**КОРОТКОЕ ЗАДАНИЕ**
Допишите продолжение фрагмента о стихотворении Мандельштама «Люблю под сводами…», начав сразу после его последнего предложения.

**ФРАГМЕНТ ДОКУМЕНТА**
==============================

Не забудем, что Мандельштам считал иудейскую цивилизацию навсегда погибшей – это было «общее мнение», внушенное двухтысячелетней идеологической работой христианской церкви, и причина сей гибели тоже была очевидна: не приняли Христа.
То есть, в «христианских» стихах 1917 года Мандельштам видит революцию, как богоотступничество…
В 21–22, когда создавалось стихотворение «Люблю под сводами…», Петербург, и означаемая им цивилизация, уже рухнули, рухнула и вера. Это чудесным (поэтическим) образом сплетало русские и иудейские культурные корни поэта. Тем более что на том пятачке времени и места, на котором оказалась его жизнь, истории двух народов странным и многозначительным образом пересеклись и слились535.
Из всех стихов Мандельштама это стихотворение самое христианское и самое иудейское, его можно поистине назвать иудео‐христианским. Мандельштам творит в нем чудо соединения, чудо единства вер, по крайней мере, в его собственной душе.

==============================

**ХРАНИМЫЕ ДАННЫЕ**
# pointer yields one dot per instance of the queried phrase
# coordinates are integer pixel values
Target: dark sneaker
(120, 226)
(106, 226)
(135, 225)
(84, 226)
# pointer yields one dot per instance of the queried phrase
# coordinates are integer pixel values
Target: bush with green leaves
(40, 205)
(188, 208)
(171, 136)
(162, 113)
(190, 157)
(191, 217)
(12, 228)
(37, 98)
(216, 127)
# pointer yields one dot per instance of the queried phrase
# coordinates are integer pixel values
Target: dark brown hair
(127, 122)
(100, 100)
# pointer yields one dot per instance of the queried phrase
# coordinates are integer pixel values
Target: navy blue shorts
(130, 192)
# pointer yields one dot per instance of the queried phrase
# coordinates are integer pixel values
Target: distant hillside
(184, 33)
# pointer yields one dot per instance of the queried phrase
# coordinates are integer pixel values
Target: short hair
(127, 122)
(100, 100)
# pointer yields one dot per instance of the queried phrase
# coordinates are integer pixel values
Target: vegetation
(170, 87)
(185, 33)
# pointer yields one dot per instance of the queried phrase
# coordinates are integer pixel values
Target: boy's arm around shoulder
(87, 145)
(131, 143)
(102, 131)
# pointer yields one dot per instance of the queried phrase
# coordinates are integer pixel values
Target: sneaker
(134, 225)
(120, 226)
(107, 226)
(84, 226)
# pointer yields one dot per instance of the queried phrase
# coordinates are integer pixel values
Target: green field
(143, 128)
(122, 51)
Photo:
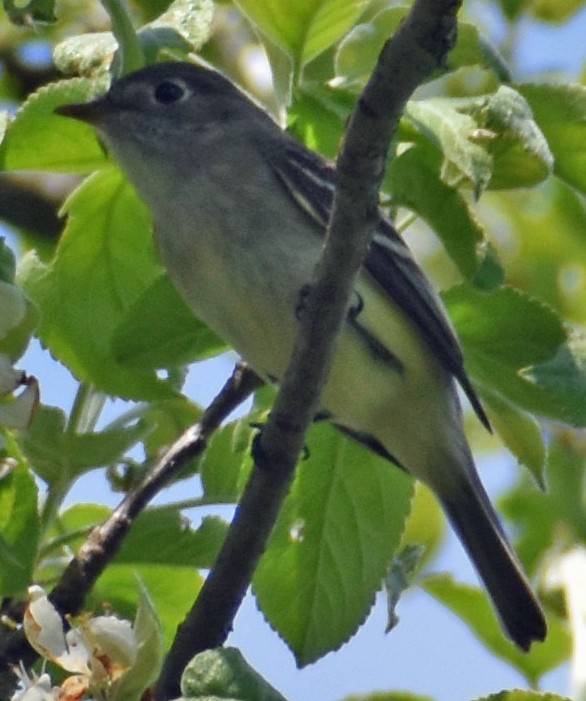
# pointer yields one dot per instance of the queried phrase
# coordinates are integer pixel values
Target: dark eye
(168, 92)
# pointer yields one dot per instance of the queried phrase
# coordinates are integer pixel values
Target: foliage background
(539, 237)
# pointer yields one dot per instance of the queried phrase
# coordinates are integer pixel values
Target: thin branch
(104, 541)
(414, 52)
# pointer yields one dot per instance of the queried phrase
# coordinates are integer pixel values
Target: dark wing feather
(310, 180)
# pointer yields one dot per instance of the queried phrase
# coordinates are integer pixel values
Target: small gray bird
(240, 210)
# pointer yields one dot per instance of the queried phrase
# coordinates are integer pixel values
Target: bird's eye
(168, 92)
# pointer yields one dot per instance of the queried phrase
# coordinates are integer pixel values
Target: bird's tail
(476, 523)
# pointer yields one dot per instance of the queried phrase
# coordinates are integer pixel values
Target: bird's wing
(310, 180)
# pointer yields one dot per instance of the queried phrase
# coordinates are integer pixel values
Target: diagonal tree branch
(104, 541)
(409, 57)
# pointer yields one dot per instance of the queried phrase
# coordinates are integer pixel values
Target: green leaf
(166, 420)
(159, 330)
(414, 182)
(160, 536)
(560, 112)
(19, 531)
(521, 433)
(172, 589)
(523, 695)
(105, 262)
(170, 577)
(149, 638)
(38, 139)
(564, 378)
(30, 12)
(555, 516)
(445, 122)
(426, 524)
(58, 455)
(191, 19)
(333, 542)
(359, 50)
(506, 336)
(227, 461)
(489, 141)
(85, 54)
(7, 262)
(223, 673)
(555, 11)
(506, 129)
(305, 28)
(399, 578)
(472, 606)
(318, 116)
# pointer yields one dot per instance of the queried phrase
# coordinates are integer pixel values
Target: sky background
(430, 652)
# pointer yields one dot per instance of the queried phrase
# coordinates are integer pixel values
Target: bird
(240, 211)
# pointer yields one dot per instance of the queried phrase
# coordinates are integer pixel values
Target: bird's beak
(91, 112)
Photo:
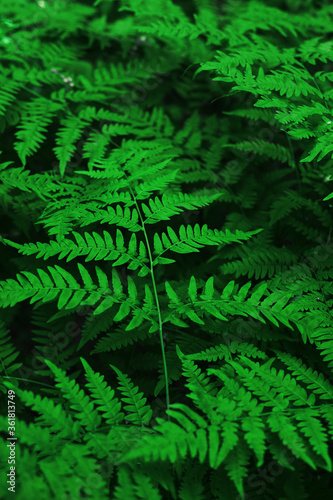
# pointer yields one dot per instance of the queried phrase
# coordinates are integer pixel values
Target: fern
(166, 272)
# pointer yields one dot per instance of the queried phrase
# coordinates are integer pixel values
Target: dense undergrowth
(166, 249)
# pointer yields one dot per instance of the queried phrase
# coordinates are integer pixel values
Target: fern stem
(160, 323)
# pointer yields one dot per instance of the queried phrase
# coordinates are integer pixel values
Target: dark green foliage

==============================

**ПИСЬМЕННЫЙ ОТВЕТ**
Люблю под сводами седыя тишины
Молебнов, панихид блужданье
И трогательный чин – ему же все должны, —
У Исаака отпеванье.
Люблю священника неторопливый шаг,
Широкий вынос плащаницы
И в ветхом неводе Генисаретский мрак
Великопостныя седмицы.
Ветхозаветный дым на теплых алтарях
И иерея возглас сирый,
Смиренник царственный – снег чистый на плечах
И одичалые порфиры.
Соборы вечные Софии и Петра,
Амбары воздуха и света,
Зернохранилища вселенского добра
И риги Нового Завета.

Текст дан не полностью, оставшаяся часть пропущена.